What you have to do -
From the first record to the last, write each one out again exactly.

(Data extracted from a collection)
****************************************

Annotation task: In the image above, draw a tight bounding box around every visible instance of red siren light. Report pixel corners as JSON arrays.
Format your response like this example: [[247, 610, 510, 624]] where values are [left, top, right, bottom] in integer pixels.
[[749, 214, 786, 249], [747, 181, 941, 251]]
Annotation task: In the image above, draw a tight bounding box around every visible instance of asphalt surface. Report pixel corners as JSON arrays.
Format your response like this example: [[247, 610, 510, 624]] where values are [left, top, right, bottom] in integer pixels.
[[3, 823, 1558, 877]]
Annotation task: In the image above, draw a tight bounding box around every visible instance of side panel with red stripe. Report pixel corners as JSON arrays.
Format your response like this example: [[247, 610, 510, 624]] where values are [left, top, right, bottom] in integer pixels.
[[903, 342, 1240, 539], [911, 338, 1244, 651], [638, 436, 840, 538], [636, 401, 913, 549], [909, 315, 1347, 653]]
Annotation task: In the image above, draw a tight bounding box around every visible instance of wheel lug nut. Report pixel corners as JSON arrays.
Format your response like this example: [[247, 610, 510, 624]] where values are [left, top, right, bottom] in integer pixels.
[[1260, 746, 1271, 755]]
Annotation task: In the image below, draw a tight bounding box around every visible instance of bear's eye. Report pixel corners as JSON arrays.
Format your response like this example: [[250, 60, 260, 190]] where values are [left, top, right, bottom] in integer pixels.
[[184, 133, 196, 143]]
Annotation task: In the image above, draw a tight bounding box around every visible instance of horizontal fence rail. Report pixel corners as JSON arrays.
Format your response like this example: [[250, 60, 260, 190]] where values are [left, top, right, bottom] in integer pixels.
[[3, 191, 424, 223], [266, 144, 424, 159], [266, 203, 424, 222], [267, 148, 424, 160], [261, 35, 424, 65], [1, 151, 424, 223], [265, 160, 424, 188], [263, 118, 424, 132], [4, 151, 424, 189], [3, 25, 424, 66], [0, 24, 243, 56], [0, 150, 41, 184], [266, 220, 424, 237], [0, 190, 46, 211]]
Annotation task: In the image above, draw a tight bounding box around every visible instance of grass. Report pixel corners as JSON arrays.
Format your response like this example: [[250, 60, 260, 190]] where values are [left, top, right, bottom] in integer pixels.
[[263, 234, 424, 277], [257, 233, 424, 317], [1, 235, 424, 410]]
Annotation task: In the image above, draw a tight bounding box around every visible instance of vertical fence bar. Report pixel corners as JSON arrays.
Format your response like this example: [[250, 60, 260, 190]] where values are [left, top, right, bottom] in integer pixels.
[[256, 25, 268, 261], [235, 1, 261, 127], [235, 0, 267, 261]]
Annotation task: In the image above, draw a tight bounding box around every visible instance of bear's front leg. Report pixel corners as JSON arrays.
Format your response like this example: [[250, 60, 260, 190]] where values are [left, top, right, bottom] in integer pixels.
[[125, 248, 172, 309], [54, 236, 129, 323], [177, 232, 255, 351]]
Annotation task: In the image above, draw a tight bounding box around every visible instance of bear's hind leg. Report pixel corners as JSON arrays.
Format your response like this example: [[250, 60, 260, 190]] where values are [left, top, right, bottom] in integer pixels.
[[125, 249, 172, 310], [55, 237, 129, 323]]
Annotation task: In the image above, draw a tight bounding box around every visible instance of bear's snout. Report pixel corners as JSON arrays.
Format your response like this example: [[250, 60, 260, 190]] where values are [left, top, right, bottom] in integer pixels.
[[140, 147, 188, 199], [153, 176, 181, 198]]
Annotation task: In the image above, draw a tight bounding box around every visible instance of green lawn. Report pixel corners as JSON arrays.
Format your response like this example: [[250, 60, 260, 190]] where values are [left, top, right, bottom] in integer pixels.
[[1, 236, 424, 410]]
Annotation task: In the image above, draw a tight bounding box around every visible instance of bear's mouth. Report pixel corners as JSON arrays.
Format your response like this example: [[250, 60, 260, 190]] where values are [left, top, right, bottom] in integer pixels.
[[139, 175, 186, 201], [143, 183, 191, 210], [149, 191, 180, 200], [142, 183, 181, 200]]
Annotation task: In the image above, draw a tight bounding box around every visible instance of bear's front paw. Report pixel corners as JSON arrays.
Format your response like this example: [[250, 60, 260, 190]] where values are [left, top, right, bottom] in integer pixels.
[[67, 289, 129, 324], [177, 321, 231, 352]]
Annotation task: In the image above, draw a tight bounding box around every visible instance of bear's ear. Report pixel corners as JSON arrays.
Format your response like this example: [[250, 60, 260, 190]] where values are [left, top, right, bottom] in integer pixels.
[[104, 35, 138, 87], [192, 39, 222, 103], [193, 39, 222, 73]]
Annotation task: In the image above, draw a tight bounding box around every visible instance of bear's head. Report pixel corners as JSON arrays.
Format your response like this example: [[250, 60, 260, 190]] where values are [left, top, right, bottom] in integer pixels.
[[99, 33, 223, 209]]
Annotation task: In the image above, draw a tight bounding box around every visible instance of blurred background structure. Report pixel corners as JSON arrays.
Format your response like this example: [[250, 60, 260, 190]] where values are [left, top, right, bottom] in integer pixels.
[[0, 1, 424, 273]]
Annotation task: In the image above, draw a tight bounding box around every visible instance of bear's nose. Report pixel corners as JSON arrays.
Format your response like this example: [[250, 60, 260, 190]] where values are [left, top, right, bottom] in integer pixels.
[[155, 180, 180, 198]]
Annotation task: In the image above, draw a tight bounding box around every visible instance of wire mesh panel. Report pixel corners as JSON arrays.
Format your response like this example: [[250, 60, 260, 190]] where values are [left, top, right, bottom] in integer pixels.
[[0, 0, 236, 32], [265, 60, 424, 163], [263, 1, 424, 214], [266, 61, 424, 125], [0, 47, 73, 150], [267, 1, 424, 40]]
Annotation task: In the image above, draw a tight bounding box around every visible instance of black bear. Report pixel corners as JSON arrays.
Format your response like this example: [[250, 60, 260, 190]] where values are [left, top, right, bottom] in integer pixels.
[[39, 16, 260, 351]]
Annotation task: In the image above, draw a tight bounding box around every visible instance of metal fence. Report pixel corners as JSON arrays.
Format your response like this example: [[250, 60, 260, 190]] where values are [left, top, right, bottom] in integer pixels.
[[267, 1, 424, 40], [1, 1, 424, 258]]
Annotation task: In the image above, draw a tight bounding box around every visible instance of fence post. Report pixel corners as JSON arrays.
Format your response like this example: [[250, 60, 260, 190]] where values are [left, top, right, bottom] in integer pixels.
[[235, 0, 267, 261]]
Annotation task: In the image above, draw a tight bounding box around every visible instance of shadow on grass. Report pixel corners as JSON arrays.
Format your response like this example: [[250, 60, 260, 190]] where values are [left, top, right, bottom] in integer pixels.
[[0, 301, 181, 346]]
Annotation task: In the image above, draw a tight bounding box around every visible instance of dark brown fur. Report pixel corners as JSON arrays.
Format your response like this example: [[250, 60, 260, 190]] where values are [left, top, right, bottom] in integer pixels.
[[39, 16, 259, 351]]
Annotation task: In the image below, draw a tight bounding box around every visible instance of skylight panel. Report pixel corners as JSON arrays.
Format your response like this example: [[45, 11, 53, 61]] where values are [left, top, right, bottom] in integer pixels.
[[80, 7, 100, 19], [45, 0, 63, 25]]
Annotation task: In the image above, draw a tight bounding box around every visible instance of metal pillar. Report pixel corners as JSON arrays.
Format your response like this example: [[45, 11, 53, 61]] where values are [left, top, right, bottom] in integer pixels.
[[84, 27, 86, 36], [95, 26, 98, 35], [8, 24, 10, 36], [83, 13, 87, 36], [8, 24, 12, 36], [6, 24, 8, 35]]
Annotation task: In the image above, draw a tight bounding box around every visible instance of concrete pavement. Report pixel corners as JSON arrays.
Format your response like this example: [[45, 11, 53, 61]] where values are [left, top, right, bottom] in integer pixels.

****************************************

Exercise result -
Annotation task: In the image above, draw a tight bounding box around every visible instance of red siren light. Report pixel corners as JSON arrays.
Format your response like this example: [[247, 610, 510, 624]] where values are [left, top, right, bottom] in integer pixels.
[[749, 214, 786, 249], [747, 181, 941, 251]]
Annotation task: In the image above, draw a tight bounding box around every visible instance of asphalt surface. Report pixel corners as JSON arrays.
Format your response like this example: [[247, 610, 510, 624]] where values are [left, top, right, bottom] in integer pixels.
[[3, 823, 1558, 877]]
Annotation task: In the image above, draw a tight bounding box around every visible instance of side panel with red stripe. Report pixel corners as JSON arrays.
Format your response like this example: [[247, 610, 510, 624]] where values are [left, top, right, bottom] in integer pixels.
[[903, 342, 1240, 539], [911, 338, 1244, 651], [638, 436, 840, 538], [636, 401, 913, 549], [909, 315, 1347, 653]]
Annotation task: In the image above, draw a tight bounding box around every visible instance of wheel lug nut. Report pixel corners as JSON arrays.
Format your response like this example: [[247, 610, 510, 624]] where values are [left, top, right, bottom] in integer pixels.
[[1260, 746, 1271, 755]]
Annotation task: In the image below, draw a tight bounding box around every visible instance of bear's eye. Report pixel corners as JSON arrays.
Format your response like this example: [[250, 60, 260, 190]] where values are [left, top, right, bottom] in integer pixels.
[[184, 133, 196, 143]]
Annotation task: In the image above, draw a tight bounding box around every visible instance of horizontal fence rail. Report pixel corners as JSON arrays.
Format your response like this example: [[250, 60, 260, 190]] where values are [left, top, right, bottom] in integer pixels.
[[3, 191, 424, 223], [266, 144, 424, 159], [266, 203, 424, 222], [267, 148, 424, 160], [261, 35, 424, 65], [1, 151, 424, 223], [265, 160, 424, 188], [263, 118, 424, 132], [4, 151, 424, 189], [3, 25, 424, 66], [0, 24, 243, 56], [0, 150, 41, 184], [266, 220, 424, 237], [0, 190, 46, 211]]
Annotation task: In the image above, draw a tight bounding box around every visible instance of grass. Report pixel corners as JSON arrays.
Format your response like this example: [[250, 60, 260, 190]] where values are [left, top, right, bottom] in integer pixels.
[[263, 234, 424, 277], [257, 233, 424, 317], [1, 235, 424, 410]]
Annotation task: In the image above, draw a tight bounding box around every visible instance of vertical fence bar. Report pixel corners as JSON arrays.
Format your response like this example: [[250, 60, 260, 190]] where values are [left, top, right, bottom] in integer pixels.
[[256, 25, 268, 261], [235, 1, 261, 127], [235, 0, 267, 261]]
Annotation task: In the image above, draw a tight bounding box around every visible instance of bear's front leg. Report pixel corners as JSON arrays.
Format your response like this example: [[250, 60, 260, 190]] where values are [left, top, right, bottom] in integer pixels.
[[125, 248, 172, 309], [54, 236, 129, 323], [177, 232, 255, 351]]
Annotation task: In the image above, draw a tight bounding box around every visible instance of bear's hind leg. Report pixel corners as JSON arrays.
Format your response like this example: [[250, 60, 260, 190]] where values are [left, top, right, bottom] in integer pixels.
[[125, 249, 172, 310], [55, 237, 129, 323]]
Annotation task: In the image above, draw a tight bounding box around every visible instance of bear's snout. Report pixel corners as JSON arrays.
Format your response like this example: [[250, 60, 260, 190]] where values are [left, top, right, bottom] in integer pixels.
[[140, 147, 188, 199], [153, 176, 181, 198]]
Annotation task: In the image above, draw a tight bounding box around every visible instance of green lawn. Report pixel corners as JSON arrays.
Format your response like this example: [[250, 60, 260, 190]] where values are [left, top, right, bottom] in integer pixels.
[[1, 236, 424, 410]]
Annotation task: In the image above, draw a tight bounding box around every visible instance of bear's mouth. Report pixel corners as JSON arrays.
Format your response like this example: [[250, 60, 260, 190]] where values are [left, top, right, bottom] in integer pixels.
[[139, 175, 186, 201], [143, 183, 191, 210], [149, 191, 180, 200], [142, 183, 181, 200]]
Annotation task: In the image above, draw a tight bounding box around every visible instance of bear's front paw. Report pixel corners as JSON arrays.
Format your response like this example: [[250, 60, 260, 190]] where values are [left, top, right, bottom] in integer pixels.
[[67, 289, 129, 324], [177, 321, 231, 352]]
Annotation task: In the image above, draw a tight bounding box around every visible instance of bear's ear. Report pixel corners as JSON arrays.
Format your response like this example: [[250, 60, 260, 190]] where values are [left, top, right, bottom] in integer pixels.
[[104, 35, 138, 87], [192, 39, 222, 103], [193, 39, 222, 73]]
Annotation task: In the image above, draw a tight bounding box around every visible instance of bear's head. Report pixel corners as JSON arrays.
Format your response like this example: [[250, 60, 260, 190]] where values are [left, top, right, bottom] in integer pixels.
[[99, 33, 223, 209]]
Annotation task: In the image above, draw a tight bounding box around every visible instance of blurred background structure. Report pixel corners as JSON arrays.
Format your response like this example: [[250, 60, 260, 190]] where values are [left, top, right, bottom] in integer pixels.
[[0, 1, 424, 273]]
Annotation task: In the image above, draw a tight bounding box around every visible instance of bear's nose. Report pixel corners as JSON arrays.
Format your response like this example: [[250, 60, 260, 190]] where values are [left, top, right, bottom] in integer pixels.
[[155, 180, 180, 198]]
Annotation task: In the image above, draw a tight bounding box around every visible instance of wire mesh panel. Report pixel corners as JSON arrays.
Format your response like this example: [[250, 60, 260, 190]] where values are [left, top, right, bottom] in integer pixels.
[[0, 0, 236, 32], [265, 60, 424, 163], [263, 1, 424, 214], [266, 61, 424, 125], [0, 47, 73, 150], [267, 1, 424, 40]]
Annotation task: In the image above, draw a tight bounding box around every visible instance of black bear. Report pixel corners as JSON arrays.
Format your response like this example: [[250, 60, 260, 190]] where values are [left, top, right, bottom] in integer pixels.
[[39, 16, 260, 351]]
Annotation task: In the image above, draw a tight bounding box around every visible instance of metal fence. Report pixel corners as JSON arrays.
Format your response like this example: [[250, 60, 260, 190]] where values are [left, top, right, bottom] in integer pixels.
[[267, 1, 424, 40], [1, 1, 424, 258]]
Annotation task: In the image above, draw a tight bounding box around every visible instance of fence post. Report pixel corners as JSON arrays.
Format your response like this example: [[250, 60, 260, 190]] where values are [left, top, right, bottom] in integer pixels.
[[235, 0, 267, 261]]
Annotation task: In the image above, draw a tight bounding box around every visible instance of shadow on grass. Report pixel corners as JSON arrays.
Format your response like this example: [[250, 60, 260, 190]] where values are [left, top, right, bottom] in integer pixels.
[[0, 301, 181, 346]]
Annotation task: In the image above, draw a tight bounding box around every visible instance of dark brown fur. Report pixel corners as JSON arrays.
Format your response like this example: [[250, 60, 260, 190]] where values are [left, top, right, bottom] in integer pixels.
[[39, 16, 259, 351]]
Annotation task: In the image below, draw a tight bounding box around every visible instance of skylight panel. Report pixel corners as JSON arrays.
Format your response like this example: [[45, 11, 53, 61]] where values are [left, top, right, bottom] in integer pixels.
[[80, 7, 100, 19], [45, 0, 63, 25]]
Annotation task: In the image above, draw a tight bounding box around every visible instance of metal pillar. Report pixel corners as JSON arrays.
Format your response like this example: [[45, 11, 53, 61]] where values are [left, top, right, bottom] in integer pixels.
[[84, 27, 86, 36], [95, 26, 98, 35], [8, 24, 10, 36], [83, 13, 87, 36], [8, 24, 12, 36], [6, 24, 8, 35]]
Annotation task: In the image above, draw a tight bounding box around every visible instance of concrete pavement. Report pixel corners as JSON arrays.
Format your response like this example: [[45, 11, 53, 61]] where values are [left, top, right, bottom] in integer pixels.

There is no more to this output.